┌──
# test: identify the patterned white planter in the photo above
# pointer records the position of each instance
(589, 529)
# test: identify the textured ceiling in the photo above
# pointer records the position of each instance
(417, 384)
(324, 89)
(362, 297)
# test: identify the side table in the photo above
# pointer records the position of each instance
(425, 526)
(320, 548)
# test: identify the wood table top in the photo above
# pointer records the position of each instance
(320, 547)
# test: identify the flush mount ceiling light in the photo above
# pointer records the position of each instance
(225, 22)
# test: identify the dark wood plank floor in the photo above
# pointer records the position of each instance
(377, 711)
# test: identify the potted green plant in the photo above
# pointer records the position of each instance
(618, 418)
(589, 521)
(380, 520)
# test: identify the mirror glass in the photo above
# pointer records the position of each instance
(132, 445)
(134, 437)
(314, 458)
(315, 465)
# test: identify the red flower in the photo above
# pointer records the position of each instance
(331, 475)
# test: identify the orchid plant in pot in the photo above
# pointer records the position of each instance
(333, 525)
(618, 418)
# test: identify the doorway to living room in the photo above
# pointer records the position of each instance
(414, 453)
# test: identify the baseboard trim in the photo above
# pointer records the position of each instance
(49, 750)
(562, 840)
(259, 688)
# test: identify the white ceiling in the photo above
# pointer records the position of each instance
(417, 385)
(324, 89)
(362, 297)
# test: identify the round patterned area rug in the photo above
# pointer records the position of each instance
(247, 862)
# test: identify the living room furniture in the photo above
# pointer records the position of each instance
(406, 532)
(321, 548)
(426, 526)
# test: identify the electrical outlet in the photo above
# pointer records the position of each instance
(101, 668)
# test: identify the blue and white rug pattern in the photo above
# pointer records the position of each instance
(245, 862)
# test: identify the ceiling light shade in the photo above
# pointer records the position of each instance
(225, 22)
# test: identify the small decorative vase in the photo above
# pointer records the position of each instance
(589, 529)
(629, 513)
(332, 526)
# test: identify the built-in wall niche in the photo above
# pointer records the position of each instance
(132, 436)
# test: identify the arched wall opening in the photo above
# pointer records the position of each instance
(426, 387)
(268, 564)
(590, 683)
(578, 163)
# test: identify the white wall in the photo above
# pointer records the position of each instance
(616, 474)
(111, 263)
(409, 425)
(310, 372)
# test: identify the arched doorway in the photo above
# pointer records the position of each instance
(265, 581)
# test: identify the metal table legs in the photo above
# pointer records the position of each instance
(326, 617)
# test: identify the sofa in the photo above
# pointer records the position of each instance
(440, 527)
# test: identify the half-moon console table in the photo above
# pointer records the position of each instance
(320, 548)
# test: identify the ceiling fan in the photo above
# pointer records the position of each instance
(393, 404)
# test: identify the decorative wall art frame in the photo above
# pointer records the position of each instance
└──
Set down every one of the records above again, word for word and in their original order.

● **Solution to the problem**
# test: identify the patterned white planter in the photo above
# pointer records the position of each instance
(589, 529)
# test: identify the textured ceiling in the photo above
# pointer records the position of each instance
(417, 384)
(324, 89)
(362, 297)
# test: identify the side table in the photo above
# pointer records the position of each instance
(425, 526)
(320, 548)
# test: identify the wood table top in the photo above
# pointer records the position of each instance
(320, 547)
# test: identify the flush mount ceiling light in the photo above
# pointer records the position of each instance
(225, 22)
# test: identify the dark wood plank floor in the photo above
# pointer records the position of each instance
(377, 711)
# test: identify the potted green plant in the photo above
# pointer records the position of each instance
(618, 418)
(589, 521)
(380, 520)
# test: identify the mirror glass in the photo above
# pointer records the position of each instance
(132, 445)
(134, 437)
(314, 458)
(315, 465)
# test: identify the red flower in the photo above
# pointer records the position of each instance
(331, 475)
# test: identify the orchid plant in pot in the photo above
# pointer records the position of each instance
(333, 525)
(618, 418)
# test: identify the doorway to living room in the photo above
# pointer records the position of each instance
(414, 453)
# test: identify the baseboard trim in the photo above
# pointer records the position of each instance
(49, 750)
(562, 840)
(259, 688)
# test: identify the white ceiling in the photo above
# pointer records the position of each instance
(417, 385)
(324, 89)
(362, 297)
# test: identify the round patterned area rug in the photo above
# pointer records the position of each instance
(247, 862)
# test: identify the living room furniture in the photo above
# pointer records the position of each instance
(406, 532)
(321, 548)
(426, 526)
# test: identify the electrical outlet in the photo above
# pointer records the position of each instance
(101, 668)
# test: identify the blue and white rug pattern in the photo above
# pointer records the position of each instance
(245, 862)
# test: identify the ceiling light shade in the photo above
# pointer records the position of each instance
(225, 22)
# test: identify the small decorative vase in the photo above
# pointer records the position of each instance
(589, 529)
(629, 513)
(332, 526)
# test: identify the built-in wall niche in the photo above
# pointer records the position of each instance
(132, 436)
# test: identify the arched wall opening in the photo above
# pointer records the position of each instance
(426, 387)
(268, 564)
(590, 683)
(578, 163)
# test: identify the white wall in the photo above
# pointer records the position of each instance
(616, 474)
(111, 263)
(409, 425)
(310, 372)
# test: identify the arched doorway in the photo above
# pointer records the position of each instance
(265, 581)
# test: identify the metal table legs in the photo above
# pointer records the position of each instance
(326, 617)
# test: identify the sofa in the photo above
# pointer records the position of each instance
(440, 527)
# test: identify the half-moon console table in the photo above
# pointer records the position of each instance
(320, 548)
# test: identify the ceiling fan in the photo above
# pointer records the position of each instance
(393, 404)
# test: identify the decorative wall art frame in the photo above
# pointer records the position of each instance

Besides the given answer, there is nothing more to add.